抜粋:
その時代のジャズのトレンドにピッタリ合致した、電気楽器入り、電気楽器を有効活用した、モーダルなジャズが展開されている好ライブ盤だったが、確か、未発表音源を集めた別アルバムがあったことを、ふと思い出した。

Joe Henderson Quintet『Jazz Patterns』(写真左)。1970年9月24–26日、米国L.A.、Hermosa Beachの「Lighthouse Café」でのライヴ録音。ちなみにパーソネルは、Joe Henderson (ts), Woody Shaw (flh, tp), George Cables (el-p), Ron McClure (b), Lenny White (ds), Tony Waters (congas)。テナーのジョーヘンがリーダーの、クインテット編成+コンガ。

1970年9月24~26日、ジョーヘンとウディ・ショウとが共演した、米国西海岸、L.A.ハモサビーチの名門クラブ、ザ・ライトハウスでの未発表ライヴ音源集。1982年に初出の時は、ほとんど粗悪品なものだったらしいが、その音源が『If You're Not Part of the Solution, You're Part of the Problem』の未発表音源と判明し、しっかりとしたパッケージで再発された。

演習用データ:
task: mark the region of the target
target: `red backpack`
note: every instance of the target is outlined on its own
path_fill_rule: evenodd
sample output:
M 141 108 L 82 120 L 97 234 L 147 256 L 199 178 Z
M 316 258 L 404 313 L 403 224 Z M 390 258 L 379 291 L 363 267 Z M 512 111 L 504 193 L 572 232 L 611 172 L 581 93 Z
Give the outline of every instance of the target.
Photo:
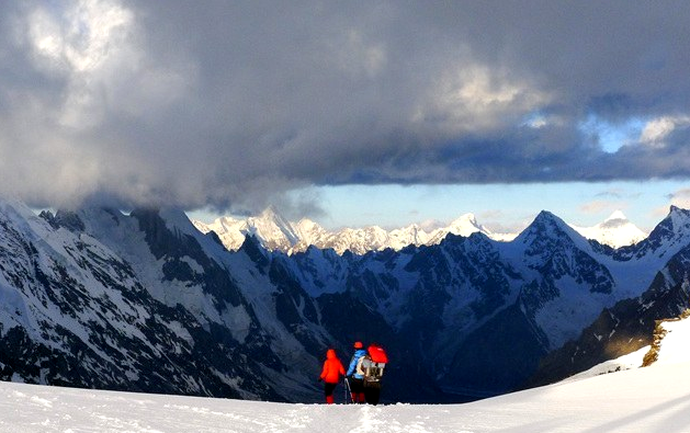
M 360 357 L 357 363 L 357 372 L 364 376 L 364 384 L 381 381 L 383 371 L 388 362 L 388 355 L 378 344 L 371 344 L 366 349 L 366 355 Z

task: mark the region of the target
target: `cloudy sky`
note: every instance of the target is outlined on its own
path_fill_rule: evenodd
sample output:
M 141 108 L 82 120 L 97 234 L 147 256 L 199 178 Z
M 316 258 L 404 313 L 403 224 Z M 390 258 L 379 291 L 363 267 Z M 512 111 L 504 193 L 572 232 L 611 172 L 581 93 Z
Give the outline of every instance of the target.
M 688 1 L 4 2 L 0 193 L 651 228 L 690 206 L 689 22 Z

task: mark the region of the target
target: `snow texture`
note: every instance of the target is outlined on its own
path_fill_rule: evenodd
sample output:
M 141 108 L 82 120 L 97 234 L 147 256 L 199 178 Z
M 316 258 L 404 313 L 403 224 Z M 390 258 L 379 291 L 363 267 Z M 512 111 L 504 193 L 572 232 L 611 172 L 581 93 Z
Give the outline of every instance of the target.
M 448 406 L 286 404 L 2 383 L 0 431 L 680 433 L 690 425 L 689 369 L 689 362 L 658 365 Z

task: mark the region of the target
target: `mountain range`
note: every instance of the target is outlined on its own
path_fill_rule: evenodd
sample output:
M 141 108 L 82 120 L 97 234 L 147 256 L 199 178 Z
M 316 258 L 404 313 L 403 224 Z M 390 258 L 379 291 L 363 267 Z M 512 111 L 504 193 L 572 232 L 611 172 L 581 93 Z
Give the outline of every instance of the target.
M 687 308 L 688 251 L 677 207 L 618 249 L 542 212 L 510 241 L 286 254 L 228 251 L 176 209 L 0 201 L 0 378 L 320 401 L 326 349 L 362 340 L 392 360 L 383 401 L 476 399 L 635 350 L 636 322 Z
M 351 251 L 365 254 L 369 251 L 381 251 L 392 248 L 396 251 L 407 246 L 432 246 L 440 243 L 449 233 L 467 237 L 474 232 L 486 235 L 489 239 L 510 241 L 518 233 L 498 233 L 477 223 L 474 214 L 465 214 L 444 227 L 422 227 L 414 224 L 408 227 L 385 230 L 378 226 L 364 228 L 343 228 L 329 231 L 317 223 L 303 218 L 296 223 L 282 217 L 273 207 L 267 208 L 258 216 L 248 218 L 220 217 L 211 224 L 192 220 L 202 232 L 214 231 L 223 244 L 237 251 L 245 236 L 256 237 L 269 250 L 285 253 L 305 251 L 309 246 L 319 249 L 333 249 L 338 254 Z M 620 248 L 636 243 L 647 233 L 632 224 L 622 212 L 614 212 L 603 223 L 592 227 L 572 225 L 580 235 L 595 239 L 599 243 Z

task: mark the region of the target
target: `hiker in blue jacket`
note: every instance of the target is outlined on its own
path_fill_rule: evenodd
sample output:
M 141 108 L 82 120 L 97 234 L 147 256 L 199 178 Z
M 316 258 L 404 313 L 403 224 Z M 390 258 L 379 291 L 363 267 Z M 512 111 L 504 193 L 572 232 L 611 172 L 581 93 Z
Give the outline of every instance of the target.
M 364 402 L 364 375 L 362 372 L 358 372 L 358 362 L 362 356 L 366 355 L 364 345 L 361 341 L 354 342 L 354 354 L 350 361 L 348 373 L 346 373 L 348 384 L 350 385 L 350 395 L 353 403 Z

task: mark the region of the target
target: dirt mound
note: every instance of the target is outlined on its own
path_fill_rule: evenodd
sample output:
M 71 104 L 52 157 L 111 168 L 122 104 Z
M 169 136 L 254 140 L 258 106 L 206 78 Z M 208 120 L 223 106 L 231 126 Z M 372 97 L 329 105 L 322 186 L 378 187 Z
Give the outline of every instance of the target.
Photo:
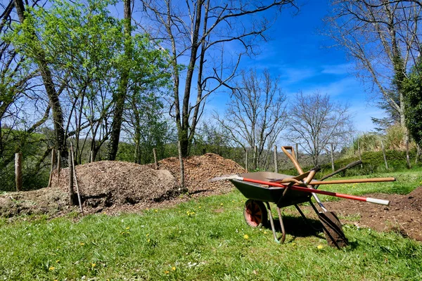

作業一覧:
a - 抜粋によると、ライトハウスでの未発表ライヴ音源が最初に世に出たのは何年か。
b - 演習用データの行のうち、先頭の行から「M 360 357 L」を含む行までを、両端の行も含めて書き直せ。「red backpack」を「blue backpack」に差し替え、ほかは一切変えず、画像は省くこと。

作業ごとの解答:
a - 1982年。

b -
task: mark the region of the target
target: `blue backpack`
note: every instance of the target is outlined on its own
path_fill_rule: evenodd
sample output:
M 141 108 L 82 120 L 97 234 L 147 256 L 199 178 Z
M 316 258 L 404 313 L 403 224 Z M 390 258 L 379 291 L 363 267 Z M 512 111 L 504 193 L 572 232 L 611 172 L 581 93 Z
Give the outline of every instance of the target.
Photo:
M 360 357 L 357 363 L 357 372 L 364 376 L 364 384 L 381 381 L 383 371 L 388 362 L 388 355 L 378 344 L 371 344 L 366 349 L 366 355 Z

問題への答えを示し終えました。